Task goal: Line by line, repeat the material below without any deviation.

Data in this exercise:
━━━━━━━━━━━━━━━━━━━━━━━━━━━━━━

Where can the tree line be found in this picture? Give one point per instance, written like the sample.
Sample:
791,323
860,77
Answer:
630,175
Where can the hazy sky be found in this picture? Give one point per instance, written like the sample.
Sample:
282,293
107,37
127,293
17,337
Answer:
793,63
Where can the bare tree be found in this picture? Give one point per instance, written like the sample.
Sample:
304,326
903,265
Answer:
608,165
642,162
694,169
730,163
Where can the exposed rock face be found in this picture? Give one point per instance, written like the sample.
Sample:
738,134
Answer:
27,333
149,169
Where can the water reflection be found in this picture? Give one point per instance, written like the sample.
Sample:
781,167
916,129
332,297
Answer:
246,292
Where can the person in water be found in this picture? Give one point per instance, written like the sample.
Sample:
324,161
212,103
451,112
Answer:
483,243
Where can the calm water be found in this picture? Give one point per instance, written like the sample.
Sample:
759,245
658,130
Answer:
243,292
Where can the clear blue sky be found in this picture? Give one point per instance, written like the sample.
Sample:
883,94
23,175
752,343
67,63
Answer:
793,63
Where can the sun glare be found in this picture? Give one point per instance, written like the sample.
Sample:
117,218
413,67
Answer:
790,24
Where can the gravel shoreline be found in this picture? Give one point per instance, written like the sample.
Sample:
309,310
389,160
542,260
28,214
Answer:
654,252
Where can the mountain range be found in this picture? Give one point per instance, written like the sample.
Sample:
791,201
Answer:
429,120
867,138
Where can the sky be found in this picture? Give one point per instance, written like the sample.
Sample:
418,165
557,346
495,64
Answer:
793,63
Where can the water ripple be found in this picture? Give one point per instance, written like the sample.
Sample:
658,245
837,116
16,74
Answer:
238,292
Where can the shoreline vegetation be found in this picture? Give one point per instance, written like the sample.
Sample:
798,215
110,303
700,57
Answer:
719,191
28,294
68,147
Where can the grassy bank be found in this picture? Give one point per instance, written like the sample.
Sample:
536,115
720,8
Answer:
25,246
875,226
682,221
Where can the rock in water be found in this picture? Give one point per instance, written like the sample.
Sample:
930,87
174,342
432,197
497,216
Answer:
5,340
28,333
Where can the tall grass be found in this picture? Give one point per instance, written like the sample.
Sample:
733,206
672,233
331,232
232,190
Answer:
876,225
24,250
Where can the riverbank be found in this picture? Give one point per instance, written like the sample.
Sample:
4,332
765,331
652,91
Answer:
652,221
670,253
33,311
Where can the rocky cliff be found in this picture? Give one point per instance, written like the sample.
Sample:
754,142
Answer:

━━━━━━━━━━━━━━━━━━━━━━━━━━━━━━

Solution to the problem:
Where can the tree line be found in this picture? Give one point per instance, written like the sample.
Sample:
791,323
860,77
Answer:
630,175
Where can the hazy sky be found in this picture? Give one point per instance, written like the sample.
Sample:
282,293
107,37
127,293
17,337
Answer:
793,63
Where can the bare tree be found in this picture? Give one point per instance, written like the sample.
Sample:
304,326
903,265
Answer:
608,165
642,162
694,169
730,163
Where can the exposed rock face be found in this picture? Give one point per instance, written like the sample.
Sample:
738,134
Answer:
27,333
149,169
Where can the water reflection be found in this picture? Give one point per instance, written like the sample.
Sample:
781,167
916,129
332,297
Answer:
246,292
Where can the person in water be found in this picture? Give one point per instance, written like the sample.
Sample:
324,161
212,103
451,112
Answer:
483,243
Where can the calm water be found in this picture? Give one point per instance, written like the sample.
Sample:
759,245
658,130
Answer:
243,292
Where can the clear blue sky be found in this picture? Give one point per instance, written like the sample.
Sample:
883,94
23,175
752,343
67,63
Answer:
793,63
Where can the sun glare be found in this picture? Give one point per instance, written like the sample.
Sample:
117,218
413,67
Answer:
790,24
Where can the gravel shoreline be found in this picture? Give one point per instance, written like the sample.
Sample:
309,310
389,160
542,260
28,214
Answer:
654,252
Where can the mountain range be found in this picture? Give one point per instance, written like the sample.
Sample:
791,201
Answer:
429,120
867,138
Where can the sky be found in this picture? Give one point per instance, written like the sample.
Sample:
418,165
557,346
495,64
Answer:
793,63
Where can the water ripple be found in this picture? Give one point per instance, written like the sample.
Sample:
658,245
837,116
16,74
Answer:
238,292
Where can the shoreline vegetation be found in this picture? Give one point per instance, written like the sample.
Sample:
798,215
110,303
700,57
Answer:
719,191
28,294
68,147
Where can the grassy bank be found in this picture? Give one point per instance, written like the sample.
Sample:
536,115
720,8
Answer:
25,246
875,226
682,221
Where can the rock in water be found in this picture? Give one point per instance, written like the sample.
Sample:
930,87
174,342
432,197
497,216
Answer:
5,340
28,333
Where can the tall grass be found in this picture? Give one point per instance, written like the sample.
Sample:
733,206
672,233
331,232
232,190
Answer:
876,225
24,250
Where can the riverbank be found in this picture? Give one point per instance, written like the sample.
Sample:
4,332
765,331
652,91
Answer:
652,221
670,253
33,311
Where can the rocky cliff be found in this picture? Give one point per instance, written like the sample.
Sample:
754,142
Answer:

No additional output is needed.